Request >> Recast the data below as a Markdown table with two columns, Row and Content. Put each nonblank line in its own numbered row and leave out the blank lines.

Supplied material >>
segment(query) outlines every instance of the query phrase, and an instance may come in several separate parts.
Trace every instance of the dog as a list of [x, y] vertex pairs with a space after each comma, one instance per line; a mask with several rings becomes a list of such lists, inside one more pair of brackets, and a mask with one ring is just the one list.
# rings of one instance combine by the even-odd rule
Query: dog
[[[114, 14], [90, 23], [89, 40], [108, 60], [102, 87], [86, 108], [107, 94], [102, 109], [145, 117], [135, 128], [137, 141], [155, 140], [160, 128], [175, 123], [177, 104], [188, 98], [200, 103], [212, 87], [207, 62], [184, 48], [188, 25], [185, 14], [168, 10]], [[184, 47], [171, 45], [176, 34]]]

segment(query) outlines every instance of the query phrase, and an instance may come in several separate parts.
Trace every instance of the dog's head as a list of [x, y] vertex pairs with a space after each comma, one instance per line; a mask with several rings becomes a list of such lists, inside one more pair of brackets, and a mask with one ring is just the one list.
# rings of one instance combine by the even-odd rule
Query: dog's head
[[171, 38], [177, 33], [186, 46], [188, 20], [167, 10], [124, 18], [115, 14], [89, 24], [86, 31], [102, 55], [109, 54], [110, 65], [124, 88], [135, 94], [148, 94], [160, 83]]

In response >>
| Row | Content |
|---|---|
| 1 | segment(query) outlines every instance of the query phrase, and an instance may come in several separate parts. |
| 2 | Trace every instance of the dog as a list of [x, y] vertex pairs with a space after each comma, one instance per line; a mask with several rings becomes a list of such lists, inside one more pair of brackets, and a mask with one ring is just the one list. |
| 3 | # rings of one instance combine by the even-odd rule |
| 4 | Query: dog |
| 5 | [[[114, 14], [90, 23], [89, 40], [108, 60], [102, 87], [86, 108], [107, 94], [102, 109], [145, 117], [135, 128], [137, 141], [155, 140], [160, 128], [175, 123], [177, 104], [188, 98], [200, 103], [212, 87], [207, 62], [184, 48], [188, 25], [185, 14], [168, 10]], [[184, 47], [171, 45], [176, 34]]] |
| 6 | segment(query) outlines every instance of the query phrase, and an instance may come in several separate parts. |
| 7 | Trace every instance of the dog's head as a list of [x, y] vertex pairs with a space after each comma, one instance per line; a mask with several rings becomes a list of such lists, inside one more pair of brackets, and a mask with one ring is just the one list. |
| 8 | # rings of one instance combine by the even-odd rule |
| 9 | Query: dog's head |
| 10 | [[171, 38], [177, 33], [186, 46], [188, 20], [167, 10], [124, 18], [115, 14], [89, 24], [86, 31], [102, 55], [109, 54], [110, 65], [124, 88], [135, 94], [148, 94], [160, 83]] |